A patient with the HIV virus , who lives in London, UK, may have been cured of the disease after having a stem cell transplant.
The information was published in the journal Nature , in which it showed the case of this patient who had the AIDS virus , and whose name was not disclosed.
He was diagnosed with HIV infection in 2013, a year after he was diagnosed with Hodgkin’s lymphoma , a type of cancer that affects the cells of the lymphatic system.
And as the patient did not respond to conventional treatments, doctors recommended that the bone marrow transplant be done, since this procedure is indicated when the patient’s stage is advanced and no longer responds to other treatments or when the cancer recurs.
What drew attention to this case was that doctors found a bone marrow donor with a genetic mutation capable of changing the recipient’s immune system, providing natural protection against the HIV virus.
According to the study, the patient has been without signs of the virus in the body for 18 months and no longer takes the medications he used to use to control HIV infection.
For some scientists, however, this result does not mean that the patient is cured, but that there has been a remission, that is, a phase of the disease in which there are no signs of disease activity.
The first case of HIV remission
A similar episode was already known by the medical field 12 years ago, when another patient, from Berlin, was diagnosed with leukemia and had to undergo chemotherapy.

(EXTRACTED ENTRIES)
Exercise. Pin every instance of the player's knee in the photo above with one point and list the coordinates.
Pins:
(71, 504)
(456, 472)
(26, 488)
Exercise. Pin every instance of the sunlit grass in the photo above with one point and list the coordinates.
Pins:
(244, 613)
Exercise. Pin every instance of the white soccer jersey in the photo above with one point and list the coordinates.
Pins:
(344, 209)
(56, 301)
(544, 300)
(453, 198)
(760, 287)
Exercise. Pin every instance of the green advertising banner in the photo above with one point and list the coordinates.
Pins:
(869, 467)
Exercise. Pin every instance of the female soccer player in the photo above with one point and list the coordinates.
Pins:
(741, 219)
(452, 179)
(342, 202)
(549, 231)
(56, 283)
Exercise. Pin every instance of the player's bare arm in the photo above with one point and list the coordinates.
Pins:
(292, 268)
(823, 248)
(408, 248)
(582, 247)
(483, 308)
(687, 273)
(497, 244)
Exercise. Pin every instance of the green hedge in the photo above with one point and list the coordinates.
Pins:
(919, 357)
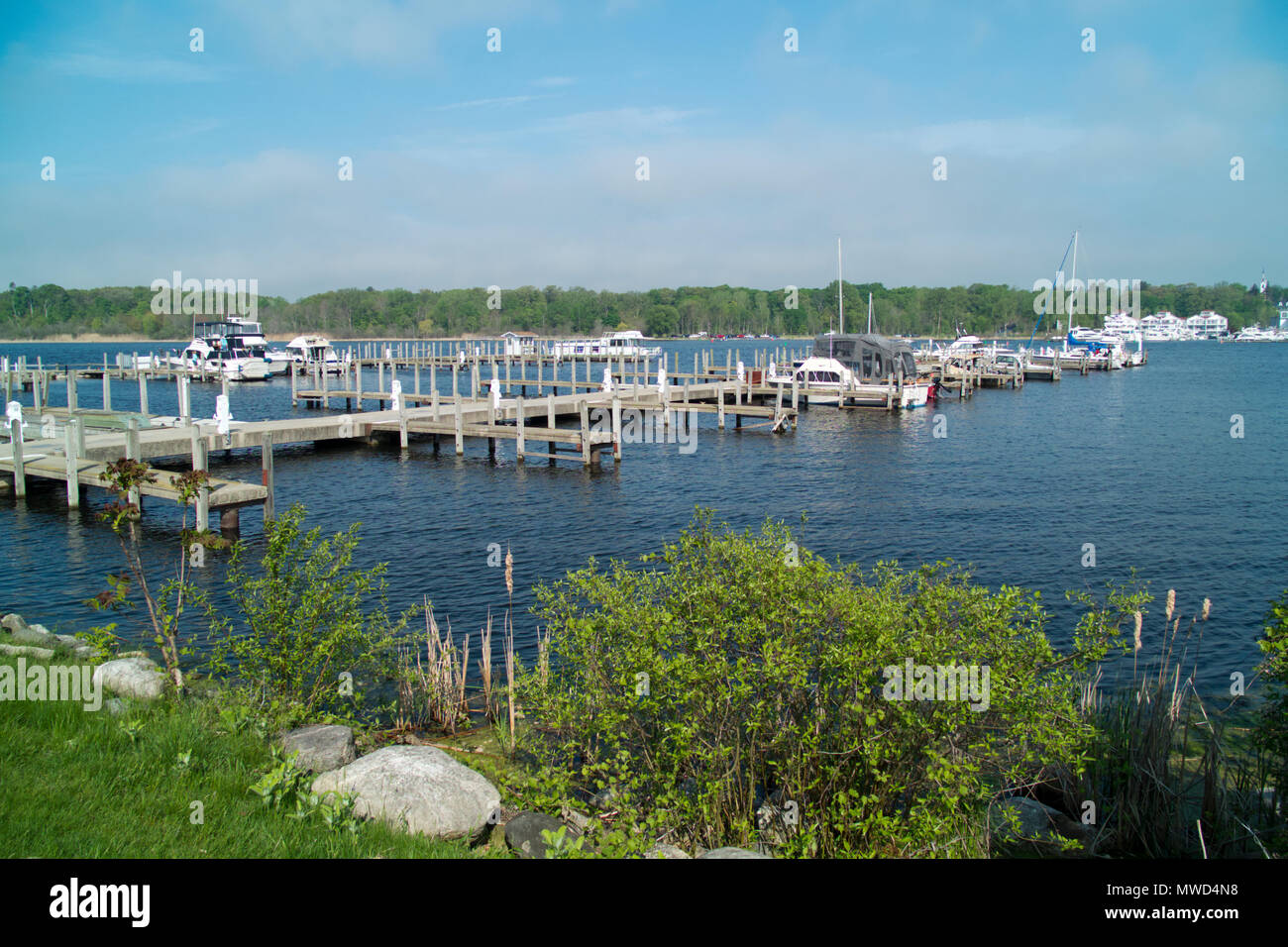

(REQUIRED WORK)
**a.** Translate this sentence from the article on the London HIV patient into Spanish: "According to the study, the patient has been without signs of the virus in the body for 18 months and no longer takes the medications he used to use to control HIV infection."
**b.** From the article on the London HIV patient, copy the part starting with "For some scientists, however, this" and going on through "of disease activity.".

(ANSWER LIST)
**a.** Según el estudio, el paciente lleva 18 meses sin signos del virus en el organismo y ya no toma los medicamentos que solía usar para controlar la infección por VIH.

**b.**
For some scientists, however, this result does not mean that the patient is cured, but that there has been a remission, that is, a phase of the disease in which there are no signs of disease activity.